● **Aim**: Reproduce the listing below line for line, without altering any character.

● **Provided records**:
# # #

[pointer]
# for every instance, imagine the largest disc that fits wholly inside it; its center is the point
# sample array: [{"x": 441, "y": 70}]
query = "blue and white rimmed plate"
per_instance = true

# # #

● **Solution to the exercise**:
[pointer]
# for every instance, imagine the largest disc that fits wholly inside it; its center is the point
# sample array: [{"x": 441, "y": 70}]
query = "blue and white rimmed plate"
per_instance = true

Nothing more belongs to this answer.